### STATED EXERCISE 1
Report each line in the listing that contains the word "post", treating case as significant.

### EXTRACT
"""

A coleopter is a type of VTOL aircraft design that uses a ducted fan as the primary fuselage of the entire aircraft. Generally they appear to be a large barrel-like extension at the rear, with a small cockpit area suspended above it. Coleopters are generally designed as tail-sitters. The term is an anglicisation of the French coléoptère "beetle" after the first actual implementation of this design, the SNECMA Coléoptère of the mid-1950s.

The first design of an aircraft clearly using the coleopter concept was developed during World War II. From 1944 on, the Luftwaffe was suffering from almost continual daytime attacks on its airfields and was finding it almost impossible to conduct large-scale operations. Their preferred solution was to introduce some sort of VTOL interceptor that could be launched from any open location, and there were many proposals for such a system. Heinkel conducted a series of design studies as part of their Heinkel Wespe and Heinkel Lerche programs. The Wespe intended to use a Benz 2,000 hp turboprop engine, but these were not forthcoming and the Lerche used two Daimler-Benz DB 605 piston engines instead. Nothing ever came of either design.

In the immediate post-war era, most VTOL research involved helicopters. However, as the limitations of the simple rotary wing became clear, teams started looking for other solutions and many turned to using jet engines directly for vertical thrust. SNECMA (now Safran Aircraft Engines) developed a series of such systems as part of the SNECMA Atar Volant series during the 1950s. To further improve the design, SNECMA had Nord Aviation build an annular wing and adapted it to the last of the Volant series to produce the SNECMA Coléoptère. The Coléoptère first flew on 6 May 1959, but crashed on 25 July and no replacement was built. Even in this limited testing period, the design showed several serious problems related to the high angular momentum of the engine, which made control tricky.

"""

### STATED EXERCISE 2
Answer these questions from the passage on coleopters:
(a) Which French word is "coleopter" an anglicisation of?
(b) What engines did the Lerche use?
(c) On what date did the Coléoptère first fly?

### DATA ENTRIES
"""

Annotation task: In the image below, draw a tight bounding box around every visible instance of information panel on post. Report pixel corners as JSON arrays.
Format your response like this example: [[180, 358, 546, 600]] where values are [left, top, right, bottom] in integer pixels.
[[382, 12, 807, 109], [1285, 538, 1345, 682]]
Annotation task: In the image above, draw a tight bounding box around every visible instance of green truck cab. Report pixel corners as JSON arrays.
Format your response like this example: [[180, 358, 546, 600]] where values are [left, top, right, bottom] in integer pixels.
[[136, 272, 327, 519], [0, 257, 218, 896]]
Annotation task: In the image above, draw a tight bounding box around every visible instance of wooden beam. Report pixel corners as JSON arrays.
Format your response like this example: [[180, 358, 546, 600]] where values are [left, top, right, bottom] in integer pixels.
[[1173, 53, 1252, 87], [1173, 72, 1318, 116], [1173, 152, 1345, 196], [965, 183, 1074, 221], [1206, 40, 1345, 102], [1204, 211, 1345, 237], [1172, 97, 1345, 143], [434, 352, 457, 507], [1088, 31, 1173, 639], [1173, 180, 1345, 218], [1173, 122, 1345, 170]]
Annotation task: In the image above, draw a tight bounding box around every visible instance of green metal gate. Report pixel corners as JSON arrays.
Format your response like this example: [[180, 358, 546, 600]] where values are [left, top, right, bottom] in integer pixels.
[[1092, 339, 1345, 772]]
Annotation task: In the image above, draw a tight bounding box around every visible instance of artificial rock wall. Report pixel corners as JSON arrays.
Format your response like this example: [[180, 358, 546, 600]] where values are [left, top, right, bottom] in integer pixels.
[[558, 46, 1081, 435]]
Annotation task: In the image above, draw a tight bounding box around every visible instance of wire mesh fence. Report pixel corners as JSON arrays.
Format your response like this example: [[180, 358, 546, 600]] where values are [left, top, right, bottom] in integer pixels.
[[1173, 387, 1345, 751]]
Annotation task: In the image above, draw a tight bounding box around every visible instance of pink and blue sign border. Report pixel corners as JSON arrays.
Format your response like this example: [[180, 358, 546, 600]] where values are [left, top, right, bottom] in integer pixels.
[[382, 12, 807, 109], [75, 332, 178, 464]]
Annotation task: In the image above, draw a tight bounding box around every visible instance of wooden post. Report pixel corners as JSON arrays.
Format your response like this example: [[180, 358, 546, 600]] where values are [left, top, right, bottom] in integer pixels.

"""

### WRITTEN REPLY 1
Annotation task: In the image below, draw a tight bounding box around every visible instance of information panel on post. Report pixel corners as JSON arrays.
Annotation task: In the image above, draw a tight bounding box around every visible instance of wooden post. Report pixel corners as JSON arrays.

### WRITTEN REPLY 2
(a) Coléoptère, meaning "beetle."
(b) Two Daimler-Benz DB 605 piston engines.
(c) 6 May 1959.